**YOUR TASK**
Once the line containing "Every <instance> may" is found in the entries below, reproduce it and every line after it, stopping at and including the line containing "positive clicks: (121, 2)"; reproduce nothing else, and keep each line exact.

··· EXCERPTED DATA

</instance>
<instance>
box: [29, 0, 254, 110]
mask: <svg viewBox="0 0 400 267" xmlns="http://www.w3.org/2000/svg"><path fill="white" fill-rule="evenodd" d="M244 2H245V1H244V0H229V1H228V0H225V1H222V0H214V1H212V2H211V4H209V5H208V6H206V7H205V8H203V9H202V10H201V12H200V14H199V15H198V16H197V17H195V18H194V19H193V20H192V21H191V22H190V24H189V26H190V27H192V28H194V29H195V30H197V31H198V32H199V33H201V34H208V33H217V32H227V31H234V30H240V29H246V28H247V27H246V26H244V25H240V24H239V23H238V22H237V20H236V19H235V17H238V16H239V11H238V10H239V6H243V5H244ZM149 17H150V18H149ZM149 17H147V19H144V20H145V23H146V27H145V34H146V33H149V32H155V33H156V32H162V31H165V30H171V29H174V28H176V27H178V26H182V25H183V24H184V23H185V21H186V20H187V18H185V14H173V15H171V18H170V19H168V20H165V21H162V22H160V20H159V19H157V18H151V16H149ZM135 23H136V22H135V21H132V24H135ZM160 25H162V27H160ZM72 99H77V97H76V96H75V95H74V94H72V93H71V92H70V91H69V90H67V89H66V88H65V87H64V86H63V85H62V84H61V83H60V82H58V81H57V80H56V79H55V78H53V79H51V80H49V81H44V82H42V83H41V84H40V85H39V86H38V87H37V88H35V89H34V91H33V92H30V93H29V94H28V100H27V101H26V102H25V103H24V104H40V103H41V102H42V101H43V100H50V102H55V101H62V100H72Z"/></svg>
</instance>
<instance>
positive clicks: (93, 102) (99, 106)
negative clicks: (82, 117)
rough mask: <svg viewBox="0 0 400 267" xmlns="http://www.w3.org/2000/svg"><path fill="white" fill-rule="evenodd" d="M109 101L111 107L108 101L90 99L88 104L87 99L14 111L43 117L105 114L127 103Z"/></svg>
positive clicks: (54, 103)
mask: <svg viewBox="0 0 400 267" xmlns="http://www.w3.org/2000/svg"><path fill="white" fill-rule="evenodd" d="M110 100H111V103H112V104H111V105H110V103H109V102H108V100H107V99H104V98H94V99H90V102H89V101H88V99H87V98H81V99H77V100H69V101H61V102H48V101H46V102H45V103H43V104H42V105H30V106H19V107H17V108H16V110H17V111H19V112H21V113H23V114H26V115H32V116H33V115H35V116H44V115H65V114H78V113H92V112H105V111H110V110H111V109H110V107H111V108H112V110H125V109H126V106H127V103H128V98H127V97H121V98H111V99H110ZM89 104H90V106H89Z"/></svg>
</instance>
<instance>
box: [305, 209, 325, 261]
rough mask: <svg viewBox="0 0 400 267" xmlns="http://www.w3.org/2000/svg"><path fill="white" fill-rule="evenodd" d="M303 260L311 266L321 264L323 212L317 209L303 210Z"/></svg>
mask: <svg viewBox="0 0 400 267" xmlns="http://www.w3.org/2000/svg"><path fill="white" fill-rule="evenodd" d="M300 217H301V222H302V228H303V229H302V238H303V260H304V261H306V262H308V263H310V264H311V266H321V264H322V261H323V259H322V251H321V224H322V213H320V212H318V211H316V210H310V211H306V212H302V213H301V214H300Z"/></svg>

······
··· EXCERPTED DATA

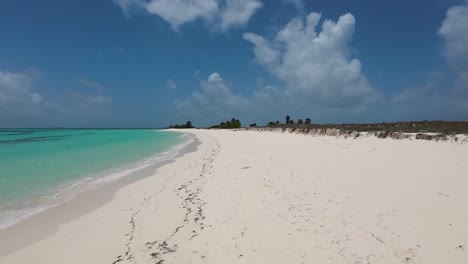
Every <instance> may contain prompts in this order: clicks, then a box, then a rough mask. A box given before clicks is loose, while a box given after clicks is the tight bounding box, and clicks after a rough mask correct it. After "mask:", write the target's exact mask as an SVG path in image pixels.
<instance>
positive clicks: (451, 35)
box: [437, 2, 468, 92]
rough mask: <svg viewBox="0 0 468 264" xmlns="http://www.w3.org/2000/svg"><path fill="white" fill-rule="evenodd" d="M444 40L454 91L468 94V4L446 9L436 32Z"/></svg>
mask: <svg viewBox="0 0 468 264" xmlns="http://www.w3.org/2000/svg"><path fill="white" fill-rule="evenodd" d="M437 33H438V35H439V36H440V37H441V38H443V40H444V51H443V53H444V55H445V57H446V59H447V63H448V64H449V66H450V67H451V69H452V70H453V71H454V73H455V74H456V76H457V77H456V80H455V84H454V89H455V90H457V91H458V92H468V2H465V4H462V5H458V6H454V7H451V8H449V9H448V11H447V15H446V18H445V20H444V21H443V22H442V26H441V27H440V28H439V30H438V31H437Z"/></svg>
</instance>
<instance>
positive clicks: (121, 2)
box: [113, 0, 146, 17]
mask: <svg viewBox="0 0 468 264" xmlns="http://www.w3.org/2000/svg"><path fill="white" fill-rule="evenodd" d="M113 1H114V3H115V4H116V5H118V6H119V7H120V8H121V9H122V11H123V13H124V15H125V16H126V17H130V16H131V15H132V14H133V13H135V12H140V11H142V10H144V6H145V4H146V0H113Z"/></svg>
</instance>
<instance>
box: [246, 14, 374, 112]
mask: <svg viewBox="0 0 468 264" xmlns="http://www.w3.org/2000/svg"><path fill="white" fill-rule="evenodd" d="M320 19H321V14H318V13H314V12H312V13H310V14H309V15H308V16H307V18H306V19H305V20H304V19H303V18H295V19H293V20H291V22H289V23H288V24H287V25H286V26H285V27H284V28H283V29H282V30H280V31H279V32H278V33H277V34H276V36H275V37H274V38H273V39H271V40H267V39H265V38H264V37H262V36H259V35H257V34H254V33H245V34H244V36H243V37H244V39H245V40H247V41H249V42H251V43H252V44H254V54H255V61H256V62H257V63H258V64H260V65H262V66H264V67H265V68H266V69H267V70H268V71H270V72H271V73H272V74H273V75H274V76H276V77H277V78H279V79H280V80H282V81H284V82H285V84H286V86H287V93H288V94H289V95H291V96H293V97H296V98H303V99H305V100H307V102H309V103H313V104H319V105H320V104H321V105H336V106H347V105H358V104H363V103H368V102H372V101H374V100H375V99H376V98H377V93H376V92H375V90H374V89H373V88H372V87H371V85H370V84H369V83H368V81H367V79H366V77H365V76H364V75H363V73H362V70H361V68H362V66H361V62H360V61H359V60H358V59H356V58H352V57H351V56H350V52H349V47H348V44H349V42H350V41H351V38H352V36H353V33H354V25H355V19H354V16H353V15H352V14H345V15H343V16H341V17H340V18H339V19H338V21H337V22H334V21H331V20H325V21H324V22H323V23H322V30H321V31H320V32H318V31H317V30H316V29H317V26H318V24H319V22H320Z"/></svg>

······

**RESPONSE AREA**
Every <instance> may contain prompts in this order: clicks, then a box, then a rough mask. A box given before clicks is loose, while a box given after clicks is the tight bounding box, and clicks after a rough mask correct it. After "mask:", write the target's exact mask as an SVG path in image pixels.
<instance>
positive clicks: (451, 35)
box: [437, 2, 468, 92]
rough mask: <svg viewBox="0 0 468 264" xmlns="http://www.w3.org/2000/svg"><path fill="white" fill-rule="evenodd" d="M444 40L454 91L468 94V4L446 9L436 32Z"/></svg>
mask: <svg viewBox="0 0 468 264" xmlns="http://www.w3.org/2000/svg"><path fill="white" fill-rule="evenodd" d="M437 33H438V35H439V36H440V37H441V38H443V40H444V51H443V53H444V55H445V57H446V59H447V63H448V64H449V66H450V67H451V69H452V70H453V71H454V73H455V74H456V76H457V77H456V80H455V84H454V89H455V90H457V91H458V92H468V2H465V4H462V5H458V6H454V7H451V8H449V9H448V11H447V15H446V18H445V20H444V21H443V22H442V26H441V27H440V28H439V30H438V31H437Z"/></svg>
</instance>
<instance>
positive clicks: (121, 2)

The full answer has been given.